TASK REQUIREMENTS —
Gather every line in the material below that contains the string "yellow", copying each one in full. Count a line only if the letters match in case.

EXCERPTED DATA —
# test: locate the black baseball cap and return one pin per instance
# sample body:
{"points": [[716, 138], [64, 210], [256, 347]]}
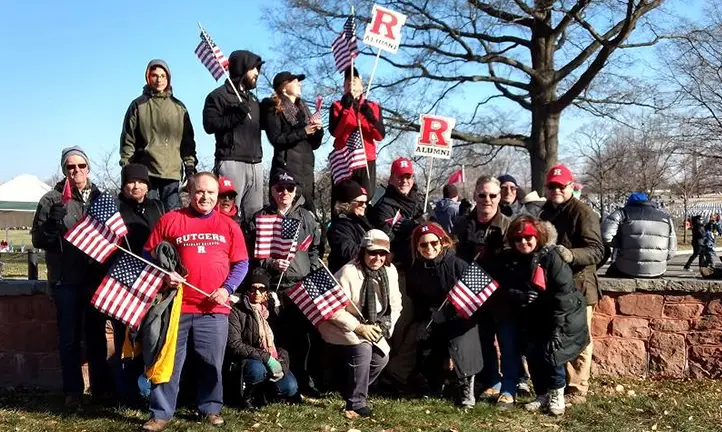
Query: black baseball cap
{"points": [[284, 77]]}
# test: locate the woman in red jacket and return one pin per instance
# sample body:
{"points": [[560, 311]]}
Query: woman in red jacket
{"points": [[345, 117]]}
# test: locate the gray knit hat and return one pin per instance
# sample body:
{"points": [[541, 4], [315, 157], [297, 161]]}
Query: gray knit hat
{"points": [[72, 151]]}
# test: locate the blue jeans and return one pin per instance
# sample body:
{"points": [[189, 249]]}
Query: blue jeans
{"points": [[210, 333], [165, 190], [255, 373], [76, 319]]}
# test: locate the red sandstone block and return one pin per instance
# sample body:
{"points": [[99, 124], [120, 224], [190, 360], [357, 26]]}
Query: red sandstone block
{"points": [[705, 362], [637, 328], [683, 311], [606, 306], [667, 355], [641, 305], [670, 325], [619, 357], [600, 325], [705, 338]]}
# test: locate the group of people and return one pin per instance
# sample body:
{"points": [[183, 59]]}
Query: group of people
{"points": [[394, 262]]}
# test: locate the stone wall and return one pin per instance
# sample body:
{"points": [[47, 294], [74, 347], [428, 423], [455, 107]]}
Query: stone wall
{"points": [[666, 328]]}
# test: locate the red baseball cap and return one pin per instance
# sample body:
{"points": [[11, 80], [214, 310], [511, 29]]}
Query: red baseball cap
{"points": [[559, 174], [402, 166], [225, 185]]}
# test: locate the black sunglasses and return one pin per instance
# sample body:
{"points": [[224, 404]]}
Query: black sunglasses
{"points": [[78, 166]]}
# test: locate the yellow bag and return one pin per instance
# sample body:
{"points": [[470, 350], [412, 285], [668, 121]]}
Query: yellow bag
{"points": [[161, 371]]}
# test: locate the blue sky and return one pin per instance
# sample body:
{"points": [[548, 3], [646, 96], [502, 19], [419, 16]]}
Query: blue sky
{"points": [[87, 60]]}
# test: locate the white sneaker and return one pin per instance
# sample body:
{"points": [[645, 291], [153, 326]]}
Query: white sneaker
{"points": [[556, 402], [541, 403]]}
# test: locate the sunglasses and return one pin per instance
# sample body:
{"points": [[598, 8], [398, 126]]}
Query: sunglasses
{"points": [[525, 238], [432, 243], [78, 166], [287, 188], [554, 186]]}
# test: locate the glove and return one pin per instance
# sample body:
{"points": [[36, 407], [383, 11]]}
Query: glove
{"points": [[57, 212], [369, 332], [555, 343], [347, 100], [275, 368], [566, 254], [437, 316]]}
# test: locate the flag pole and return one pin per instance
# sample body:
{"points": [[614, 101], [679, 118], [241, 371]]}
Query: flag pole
{"points": [[166, 272], [204, 35]]}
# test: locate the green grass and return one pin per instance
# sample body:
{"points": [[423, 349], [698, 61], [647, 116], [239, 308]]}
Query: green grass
{"points": [[655, 406]]}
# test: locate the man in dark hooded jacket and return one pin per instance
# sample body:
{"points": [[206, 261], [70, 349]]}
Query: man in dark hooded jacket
{"points": [[234, 117], [157, 133]]}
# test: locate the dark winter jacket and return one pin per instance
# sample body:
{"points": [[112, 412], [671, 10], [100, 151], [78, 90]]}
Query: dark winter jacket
{"points": [[446, 211], [427, 284], [244, 337], [292, 147], [559, 304], [235, 124], [578, 228], [643, 237], [139, 218], [304, 261], [411, 208], [66, 263], [345, 237], [157, 132]]}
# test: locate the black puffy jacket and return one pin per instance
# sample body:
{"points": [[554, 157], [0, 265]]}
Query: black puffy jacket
{"points": [[238, 135]]}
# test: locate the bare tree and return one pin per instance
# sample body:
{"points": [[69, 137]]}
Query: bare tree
{"points": [[540, 55]]}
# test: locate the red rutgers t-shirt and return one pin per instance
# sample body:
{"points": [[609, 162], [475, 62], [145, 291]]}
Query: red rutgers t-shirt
{"points": [[207, 245]]}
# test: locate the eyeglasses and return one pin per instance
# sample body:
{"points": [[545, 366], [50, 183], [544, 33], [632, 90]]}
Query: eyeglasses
{"points": [[554, 186], [525, 238], [287, 188], [78, 166], [432, 243]]}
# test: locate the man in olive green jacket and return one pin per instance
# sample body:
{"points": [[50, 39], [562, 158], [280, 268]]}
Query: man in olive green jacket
{"points": [[157, 133]]}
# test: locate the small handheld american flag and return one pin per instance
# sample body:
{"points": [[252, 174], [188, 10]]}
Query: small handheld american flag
{"points": [[344, 47], [99, 230], [472, 290], [128, 290], [276, 236], [211, 56], [318, 296], [348, 158]]}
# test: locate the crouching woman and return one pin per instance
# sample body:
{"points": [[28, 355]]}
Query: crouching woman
{"points": [[251, 346], [358, 334], [550, 311]]}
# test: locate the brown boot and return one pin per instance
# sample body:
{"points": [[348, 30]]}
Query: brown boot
{"points": [[155, 425], [215, 420]]}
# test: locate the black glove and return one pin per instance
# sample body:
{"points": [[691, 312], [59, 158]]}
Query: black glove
{"points": [[57, 213], [555, 342], [347, 100]]}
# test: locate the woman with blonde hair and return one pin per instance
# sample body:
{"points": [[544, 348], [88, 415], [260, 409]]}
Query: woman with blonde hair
{"points": [[292, 133], [449, 347]]}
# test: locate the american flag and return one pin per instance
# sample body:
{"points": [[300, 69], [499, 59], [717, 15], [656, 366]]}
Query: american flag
{"points": [[348, 158], [276, 236], [211, 56], [472, 290], [318, 296], [99, 230], [344, 47], [128, 290]]}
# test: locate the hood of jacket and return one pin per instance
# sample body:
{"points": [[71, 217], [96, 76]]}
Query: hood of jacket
{"points": [[241, 61]]}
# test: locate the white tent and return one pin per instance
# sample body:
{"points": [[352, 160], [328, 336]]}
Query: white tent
{"points": [[19, 198]]}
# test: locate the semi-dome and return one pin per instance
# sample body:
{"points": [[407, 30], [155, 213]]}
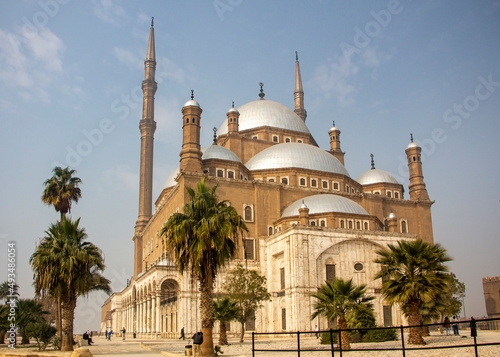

TASK RESPONSE —
# test: locate the yellow bag and return one pin per instance
Query: yellow bag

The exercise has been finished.